Texto seleccionado ▸
※
# Modulo Levanta Cristales



## rascueso (Mar 13, 2008)

hola a todos.... alguien tiene el diagrama de un modulo levanta cristales para auto por ahi? graxxx


----------



## thors (Mar 14, 2008)

http://www.the12volt.com/carsecurity/page6.asp#wm


----------



## rascueso (Mar 14, 2008)

gracias thors. en esa pagina esta el circuito electronico del modulo? pregunto pq vi solamente la forma de conectarlo, perdon por la ignorancia


----------



## rascueso (Jul 14, 2009)

hola gente.. alguien me pude dar una mano para fabrica este circuito?


----------



## PerroneCristian1985 (Nov 23, 2009)

Que es lo que no entendes? es sencillo


----------



## rascueso (Nov 27, 2009)

*PerroneCristian1985* no quiero comprar el modulo e instalarlo. lo quiero fabricar. quiero hacer q cuando el vidrio llegue al final deje de alimentar el motor


----------



## Fogonazo (Nov 27, 2009)

Este tema se esta tratando por aquí:
https://www.forosdeelectronica.com/f28/elevalunas-solo-pulso-22207/


----------



## rascueso (May 14, 2010)

en que quedo este tema?


----------
※
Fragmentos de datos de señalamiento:

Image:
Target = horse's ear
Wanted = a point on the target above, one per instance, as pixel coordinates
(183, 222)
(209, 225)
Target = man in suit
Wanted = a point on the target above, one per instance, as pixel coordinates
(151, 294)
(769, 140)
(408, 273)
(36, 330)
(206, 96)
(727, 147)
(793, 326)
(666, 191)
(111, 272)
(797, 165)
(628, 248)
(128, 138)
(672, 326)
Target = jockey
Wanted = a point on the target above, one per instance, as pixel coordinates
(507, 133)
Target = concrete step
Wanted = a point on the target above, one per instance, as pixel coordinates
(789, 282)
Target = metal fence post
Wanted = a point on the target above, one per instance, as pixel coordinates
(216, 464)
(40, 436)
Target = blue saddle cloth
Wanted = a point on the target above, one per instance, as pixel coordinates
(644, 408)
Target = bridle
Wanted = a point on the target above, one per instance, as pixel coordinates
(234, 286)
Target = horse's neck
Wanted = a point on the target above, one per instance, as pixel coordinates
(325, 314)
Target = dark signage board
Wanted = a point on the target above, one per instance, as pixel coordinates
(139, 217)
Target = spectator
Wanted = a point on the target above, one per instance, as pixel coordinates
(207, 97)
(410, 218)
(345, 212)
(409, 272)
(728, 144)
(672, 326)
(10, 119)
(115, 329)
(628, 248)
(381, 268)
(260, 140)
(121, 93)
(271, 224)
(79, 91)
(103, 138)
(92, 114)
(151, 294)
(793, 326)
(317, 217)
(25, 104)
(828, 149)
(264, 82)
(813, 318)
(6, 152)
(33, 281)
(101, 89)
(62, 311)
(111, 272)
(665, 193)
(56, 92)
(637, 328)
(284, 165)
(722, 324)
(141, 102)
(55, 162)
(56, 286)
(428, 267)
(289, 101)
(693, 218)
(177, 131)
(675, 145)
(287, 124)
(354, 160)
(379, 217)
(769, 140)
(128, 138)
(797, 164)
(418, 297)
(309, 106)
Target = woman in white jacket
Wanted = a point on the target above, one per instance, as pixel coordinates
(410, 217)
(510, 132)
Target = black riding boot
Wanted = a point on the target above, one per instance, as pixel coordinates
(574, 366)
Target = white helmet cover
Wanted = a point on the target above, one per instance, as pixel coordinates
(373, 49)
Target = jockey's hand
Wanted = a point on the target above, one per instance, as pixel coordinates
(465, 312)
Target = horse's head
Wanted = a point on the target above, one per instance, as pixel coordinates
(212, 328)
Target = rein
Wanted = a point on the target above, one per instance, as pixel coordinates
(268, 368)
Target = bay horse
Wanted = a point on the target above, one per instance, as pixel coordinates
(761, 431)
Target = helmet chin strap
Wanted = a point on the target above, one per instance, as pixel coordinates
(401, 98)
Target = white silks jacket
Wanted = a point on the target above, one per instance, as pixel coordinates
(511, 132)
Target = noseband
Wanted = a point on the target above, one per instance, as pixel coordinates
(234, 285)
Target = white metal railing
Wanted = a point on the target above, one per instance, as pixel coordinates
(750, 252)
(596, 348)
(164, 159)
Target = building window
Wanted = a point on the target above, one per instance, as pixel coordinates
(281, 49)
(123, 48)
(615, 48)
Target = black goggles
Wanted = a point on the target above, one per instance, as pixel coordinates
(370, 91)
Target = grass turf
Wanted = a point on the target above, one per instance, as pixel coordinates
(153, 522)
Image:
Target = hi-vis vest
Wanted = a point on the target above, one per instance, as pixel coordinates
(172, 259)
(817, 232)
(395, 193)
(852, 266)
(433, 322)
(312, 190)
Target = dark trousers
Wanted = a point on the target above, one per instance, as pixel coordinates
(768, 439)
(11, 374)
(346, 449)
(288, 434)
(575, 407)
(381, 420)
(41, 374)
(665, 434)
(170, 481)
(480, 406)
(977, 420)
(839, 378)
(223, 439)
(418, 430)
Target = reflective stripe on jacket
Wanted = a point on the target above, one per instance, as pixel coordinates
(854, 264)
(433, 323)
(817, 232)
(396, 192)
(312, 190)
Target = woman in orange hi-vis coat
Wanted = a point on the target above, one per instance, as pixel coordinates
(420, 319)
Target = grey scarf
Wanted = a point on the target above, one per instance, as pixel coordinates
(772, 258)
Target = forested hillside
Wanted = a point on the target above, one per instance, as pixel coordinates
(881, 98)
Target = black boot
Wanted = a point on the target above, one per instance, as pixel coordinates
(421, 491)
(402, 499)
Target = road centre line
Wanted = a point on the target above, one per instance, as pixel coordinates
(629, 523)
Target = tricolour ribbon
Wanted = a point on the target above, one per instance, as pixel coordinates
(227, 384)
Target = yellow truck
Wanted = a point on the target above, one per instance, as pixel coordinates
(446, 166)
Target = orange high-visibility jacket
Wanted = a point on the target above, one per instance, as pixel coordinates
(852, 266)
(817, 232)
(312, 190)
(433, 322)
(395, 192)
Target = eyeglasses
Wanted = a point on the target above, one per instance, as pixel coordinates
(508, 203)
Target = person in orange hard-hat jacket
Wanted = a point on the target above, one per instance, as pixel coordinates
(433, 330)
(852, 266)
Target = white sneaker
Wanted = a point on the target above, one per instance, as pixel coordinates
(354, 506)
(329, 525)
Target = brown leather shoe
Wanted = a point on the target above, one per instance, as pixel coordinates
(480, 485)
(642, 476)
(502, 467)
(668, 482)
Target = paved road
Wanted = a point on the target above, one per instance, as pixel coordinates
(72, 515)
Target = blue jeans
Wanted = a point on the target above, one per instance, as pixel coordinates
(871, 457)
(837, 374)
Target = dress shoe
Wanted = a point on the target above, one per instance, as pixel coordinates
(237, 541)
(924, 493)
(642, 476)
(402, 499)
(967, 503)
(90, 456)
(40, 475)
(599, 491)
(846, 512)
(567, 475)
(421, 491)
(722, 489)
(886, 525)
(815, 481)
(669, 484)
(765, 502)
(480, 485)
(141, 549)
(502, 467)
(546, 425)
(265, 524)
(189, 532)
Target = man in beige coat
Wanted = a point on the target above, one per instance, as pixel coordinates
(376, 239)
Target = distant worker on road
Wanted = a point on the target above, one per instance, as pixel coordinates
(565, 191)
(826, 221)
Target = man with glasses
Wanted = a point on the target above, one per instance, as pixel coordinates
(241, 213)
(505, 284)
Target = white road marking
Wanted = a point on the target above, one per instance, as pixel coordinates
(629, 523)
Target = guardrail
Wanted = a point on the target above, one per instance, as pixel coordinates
※
Objetivo ▸
Responde según el hilo sobre el módulo levanta cristales:
1. ¿Qué dirección web publicó thors en su respuesta?
2. ¿Qué quiere conseguir rascueso cuando el vidrio llegue al final?
3. ¿En qué fecha escribió Fogonazo su mensaje?

Resultado del ejercicio ▸
1. http://www.the12volt.com/carsecurity/page6.asp#wm
2. Que deje de alimentar el motor.
3. El 27 de noviembre de 2009 (Nov 27, 2009).